(Beginning of Study material)
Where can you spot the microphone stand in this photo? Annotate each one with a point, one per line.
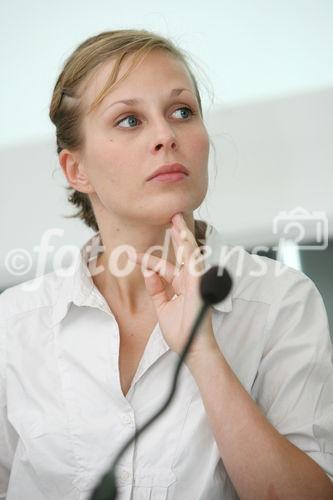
(107, 489)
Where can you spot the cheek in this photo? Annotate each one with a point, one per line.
(200, 146)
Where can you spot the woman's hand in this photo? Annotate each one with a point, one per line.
(163, 280)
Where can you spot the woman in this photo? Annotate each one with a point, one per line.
(89, 356)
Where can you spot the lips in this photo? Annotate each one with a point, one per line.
(169, 168)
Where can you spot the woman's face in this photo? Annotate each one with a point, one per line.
(126, 143)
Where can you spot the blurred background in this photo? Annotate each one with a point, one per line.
(265, 70)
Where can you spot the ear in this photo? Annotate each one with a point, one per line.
(74, 171)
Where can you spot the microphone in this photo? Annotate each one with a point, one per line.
(214, 287)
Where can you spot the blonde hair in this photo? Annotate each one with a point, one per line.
(67, 108)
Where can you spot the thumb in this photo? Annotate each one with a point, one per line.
(156, 290)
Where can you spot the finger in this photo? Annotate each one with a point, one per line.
(184, 237)
(160, 266)
(178, 248)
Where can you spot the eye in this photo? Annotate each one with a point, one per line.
(187, 109)
(126, 118)
(132, 119)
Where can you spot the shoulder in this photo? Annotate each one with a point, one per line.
(32, 295)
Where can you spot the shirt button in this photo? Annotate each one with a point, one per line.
(124, 475)
(127, 419)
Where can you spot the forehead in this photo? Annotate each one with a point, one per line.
(157, 69)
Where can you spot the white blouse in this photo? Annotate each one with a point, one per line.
(63, 416)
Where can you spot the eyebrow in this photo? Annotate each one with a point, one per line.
(133, 101)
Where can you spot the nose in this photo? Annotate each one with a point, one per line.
(164, 138)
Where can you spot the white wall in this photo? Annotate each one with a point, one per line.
(270, 156)
(249, 50)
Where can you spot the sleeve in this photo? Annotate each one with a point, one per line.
(294, 382)
(8, 436)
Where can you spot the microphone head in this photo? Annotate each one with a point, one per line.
(215, 285)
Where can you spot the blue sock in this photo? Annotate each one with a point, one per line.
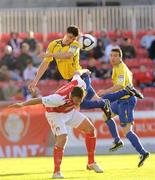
(End of Study material)
_Assignment_: All of the records need to be reproduced exactly, with each picture omitted.

_Response for this exercise_:
Where can you spot the microphone stand in this photo? Annotate each one with a point, one per line.
(107, 489)
Where can you spot the cheek in this photo? Annotate each one with a point, one per line.
(200, 146)
Where can you spot the woman's hand in this photo? Annotate each one with a point, one per line.
(163, 280)
Where can you spot the woman in this photo? Annotate each one with a point, one per line.
(89, 356)
Where can you spot the lips in this photo? Annotate each one with a point, one per line.
(169, 168)
Where can you spot the woman's face in this photo? Annotate each one with a point, one per line.
(126, 143)
Where can you spot the blurred background in this photo? Annotate each one with a point, one per line.
(265, 70)
Where can you spot the ear in this photo? Annotate each one with a point, one per line.
(74, 171)
Where can you spot the microphone in this photo? Annotate each one with a point, one per line.
(214, 287)
Where can you spot the blonde hair in this photo? Annotate each one with a point, one per line.
(67, 108)
Where can you spot the thumb in this photo? Annotate each one with a point, one per line.
(156, 290)
Where can you spot the finger in this photo? Annotate each one with a point, one per line.
(184, 237)
(160, 266)
(178, 248)
Where can you spot the eye in this photo? Annotate each one with a point, one per line.
(187, 109)
(126, 118)
(132, 119)
Where can you spot the shoulder in this photo? Annotate each one with a point, one per line.
(32, 295)
Where can you spot the shirt button in this photo? Annotate each one with a point, one per line.
(124, 475)
(127, 419)
Where can you spot the forehead in this photo? Annotate each one with a point, one per line.
(157, 69)
Where can you spot the white blouse in this photo? Annotate each one with a point, one per line.
(63, 416)
Where can you spot the eyebrow in this photo? Annotate each one with a point, one per line.
(133, 101)
Where can you spot the nose in this photo? Annotate each one with a point, one per line.
(164, 138)
Where can you spot the white wall in this photo? Annotate each one with a point, one per line.
(270, 156)
(249, 50)
Where can you spot the sleeve in this photo? Annotate each one with a point, one per line.
(294, 382)
(8, 436)
Where can you spot the microphone head in this photo? Annotate each one with a point, one per line.
(215, 285)
Where can you spot the blue sock in this photo? Annotate each one with a point, one per line.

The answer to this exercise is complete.